Region pointing data
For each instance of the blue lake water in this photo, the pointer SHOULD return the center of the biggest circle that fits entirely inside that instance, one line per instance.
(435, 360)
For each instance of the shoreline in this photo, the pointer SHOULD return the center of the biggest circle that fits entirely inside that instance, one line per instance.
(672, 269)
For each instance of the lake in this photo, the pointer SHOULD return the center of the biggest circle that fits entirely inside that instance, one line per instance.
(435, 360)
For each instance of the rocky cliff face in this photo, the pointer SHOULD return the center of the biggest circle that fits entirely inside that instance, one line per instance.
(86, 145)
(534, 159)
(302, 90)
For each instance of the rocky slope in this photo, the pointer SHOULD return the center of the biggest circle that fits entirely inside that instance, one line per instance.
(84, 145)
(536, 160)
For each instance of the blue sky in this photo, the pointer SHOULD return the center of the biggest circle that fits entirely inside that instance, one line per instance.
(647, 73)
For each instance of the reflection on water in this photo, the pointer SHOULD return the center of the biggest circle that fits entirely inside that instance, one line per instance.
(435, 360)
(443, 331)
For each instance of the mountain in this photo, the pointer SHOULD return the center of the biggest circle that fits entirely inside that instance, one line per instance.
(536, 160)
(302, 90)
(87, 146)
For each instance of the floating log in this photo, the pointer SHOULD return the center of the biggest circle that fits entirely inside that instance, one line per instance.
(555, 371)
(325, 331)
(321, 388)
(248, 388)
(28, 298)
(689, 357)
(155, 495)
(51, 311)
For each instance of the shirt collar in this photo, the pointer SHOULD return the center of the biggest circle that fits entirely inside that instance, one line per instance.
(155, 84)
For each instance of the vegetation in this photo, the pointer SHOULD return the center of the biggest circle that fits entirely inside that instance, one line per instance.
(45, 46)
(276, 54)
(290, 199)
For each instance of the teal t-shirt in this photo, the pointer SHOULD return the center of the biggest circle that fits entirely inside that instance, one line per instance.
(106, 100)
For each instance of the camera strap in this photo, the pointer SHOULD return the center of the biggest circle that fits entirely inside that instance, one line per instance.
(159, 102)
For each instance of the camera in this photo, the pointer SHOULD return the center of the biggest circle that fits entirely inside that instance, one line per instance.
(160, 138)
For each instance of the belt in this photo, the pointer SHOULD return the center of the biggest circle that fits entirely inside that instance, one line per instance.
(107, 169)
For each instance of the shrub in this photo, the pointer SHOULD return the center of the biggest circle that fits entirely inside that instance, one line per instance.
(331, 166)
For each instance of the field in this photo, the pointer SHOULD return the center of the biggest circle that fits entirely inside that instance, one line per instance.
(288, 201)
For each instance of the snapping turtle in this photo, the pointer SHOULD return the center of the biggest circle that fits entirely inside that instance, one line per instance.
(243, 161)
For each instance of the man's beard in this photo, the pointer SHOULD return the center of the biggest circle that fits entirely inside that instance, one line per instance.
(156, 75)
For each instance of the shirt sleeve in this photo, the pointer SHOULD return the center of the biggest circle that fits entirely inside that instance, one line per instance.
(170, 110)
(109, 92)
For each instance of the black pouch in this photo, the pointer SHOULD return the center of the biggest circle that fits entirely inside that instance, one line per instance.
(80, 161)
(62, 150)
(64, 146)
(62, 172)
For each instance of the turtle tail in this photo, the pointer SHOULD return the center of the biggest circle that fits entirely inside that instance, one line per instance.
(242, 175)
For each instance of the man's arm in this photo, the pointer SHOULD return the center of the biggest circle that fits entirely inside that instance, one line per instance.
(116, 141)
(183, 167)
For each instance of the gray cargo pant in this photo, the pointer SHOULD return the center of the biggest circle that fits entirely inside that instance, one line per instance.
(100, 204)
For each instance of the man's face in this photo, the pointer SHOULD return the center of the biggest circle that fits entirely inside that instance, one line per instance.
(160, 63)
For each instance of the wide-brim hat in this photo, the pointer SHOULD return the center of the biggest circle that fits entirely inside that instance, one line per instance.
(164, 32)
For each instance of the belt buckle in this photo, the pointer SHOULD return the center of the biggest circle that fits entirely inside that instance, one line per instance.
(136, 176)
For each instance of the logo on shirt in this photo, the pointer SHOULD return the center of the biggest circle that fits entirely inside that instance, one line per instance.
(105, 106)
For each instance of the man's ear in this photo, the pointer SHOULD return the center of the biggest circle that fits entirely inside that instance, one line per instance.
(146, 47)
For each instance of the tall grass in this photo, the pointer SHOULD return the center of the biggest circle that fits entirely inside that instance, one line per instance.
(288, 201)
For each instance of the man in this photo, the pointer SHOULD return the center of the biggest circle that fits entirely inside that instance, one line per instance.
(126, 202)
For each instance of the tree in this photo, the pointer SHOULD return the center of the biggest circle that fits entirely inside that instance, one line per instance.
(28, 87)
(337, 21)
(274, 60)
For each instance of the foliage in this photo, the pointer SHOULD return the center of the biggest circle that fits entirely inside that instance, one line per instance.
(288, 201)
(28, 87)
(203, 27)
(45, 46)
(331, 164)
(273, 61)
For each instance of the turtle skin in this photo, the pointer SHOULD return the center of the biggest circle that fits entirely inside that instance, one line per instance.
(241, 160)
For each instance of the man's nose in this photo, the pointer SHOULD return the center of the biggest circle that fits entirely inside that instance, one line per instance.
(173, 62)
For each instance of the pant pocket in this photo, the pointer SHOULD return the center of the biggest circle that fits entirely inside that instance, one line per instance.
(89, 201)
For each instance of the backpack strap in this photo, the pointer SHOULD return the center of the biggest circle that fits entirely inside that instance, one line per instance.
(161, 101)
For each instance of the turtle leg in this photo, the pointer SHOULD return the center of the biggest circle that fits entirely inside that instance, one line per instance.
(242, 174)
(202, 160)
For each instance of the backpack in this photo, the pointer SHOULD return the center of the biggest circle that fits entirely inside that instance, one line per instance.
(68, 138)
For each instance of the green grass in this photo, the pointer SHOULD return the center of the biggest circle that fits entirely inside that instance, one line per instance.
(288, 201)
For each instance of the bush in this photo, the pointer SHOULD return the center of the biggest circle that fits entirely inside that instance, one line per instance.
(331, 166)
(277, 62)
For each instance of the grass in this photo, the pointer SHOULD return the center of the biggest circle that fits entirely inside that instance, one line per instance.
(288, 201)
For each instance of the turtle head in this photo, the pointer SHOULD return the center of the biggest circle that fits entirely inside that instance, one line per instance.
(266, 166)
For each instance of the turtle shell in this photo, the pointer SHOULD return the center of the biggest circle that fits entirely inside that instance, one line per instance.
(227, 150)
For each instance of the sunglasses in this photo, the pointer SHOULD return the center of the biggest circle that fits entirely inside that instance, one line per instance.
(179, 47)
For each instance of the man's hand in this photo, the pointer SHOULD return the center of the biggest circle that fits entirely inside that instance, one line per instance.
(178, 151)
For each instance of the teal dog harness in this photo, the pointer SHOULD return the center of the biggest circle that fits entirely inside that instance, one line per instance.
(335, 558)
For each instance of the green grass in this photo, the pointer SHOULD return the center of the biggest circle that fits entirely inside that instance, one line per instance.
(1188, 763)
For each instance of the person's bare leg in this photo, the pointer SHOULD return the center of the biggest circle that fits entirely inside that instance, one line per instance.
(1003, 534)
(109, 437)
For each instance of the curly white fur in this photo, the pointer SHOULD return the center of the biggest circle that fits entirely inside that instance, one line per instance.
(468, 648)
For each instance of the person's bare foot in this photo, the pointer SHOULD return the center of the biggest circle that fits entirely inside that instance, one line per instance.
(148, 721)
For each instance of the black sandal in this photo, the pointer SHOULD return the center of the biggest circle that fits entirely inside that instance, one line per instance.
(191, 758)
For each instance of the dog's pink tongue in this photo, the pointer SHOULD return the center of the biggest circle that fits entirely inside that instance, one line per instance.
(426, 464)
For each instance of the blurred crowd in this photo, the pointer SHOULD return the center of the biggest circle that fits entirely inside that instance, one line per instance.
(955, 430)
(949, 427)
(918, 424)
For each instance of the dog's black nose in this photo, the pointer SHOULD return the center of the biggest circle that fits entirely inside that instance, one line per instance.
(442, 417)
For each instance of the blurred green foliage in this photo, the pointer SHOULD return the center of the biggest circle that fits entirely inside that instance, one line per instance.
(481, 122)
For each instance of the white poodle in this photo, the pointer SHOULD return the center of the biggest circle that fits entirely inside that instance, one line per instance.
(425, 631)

▸ Your assignment: Quote exactly and only the lines from the one holding "For each instance of the dog's pink" through the end of the data.

▸ Result below:
For each instance of the dog's pink tongue in this photo, the pointer SHOULD return the center of the biggest circle that fits entirely inside that instance, one line per instance.
(426, 464)
For each instance of the blurred crowd in this photo, the pointer SHOULD return the center of the biggest circle that fits entirely inside that instance, one line per instance.
(955, 430)
(949, 427)
(918, 424)
For each instance of the dog's black nose in this photo, the pointer SHOULD return the center of the biggest circle that fits entirely inside that instance, one line per instance.
(442, 417)
For each instance of the blurred green foliage in this photo, the pointer SHOULD return the center of the biggest circle that fits entirely inside that instance, one line per instance.
(481, 122)
For each instance of the white poodle in this photo, the pointer SHOULD return the center of the biggest circle that fits entirely inside that instance, one line per instance.
(425, 631)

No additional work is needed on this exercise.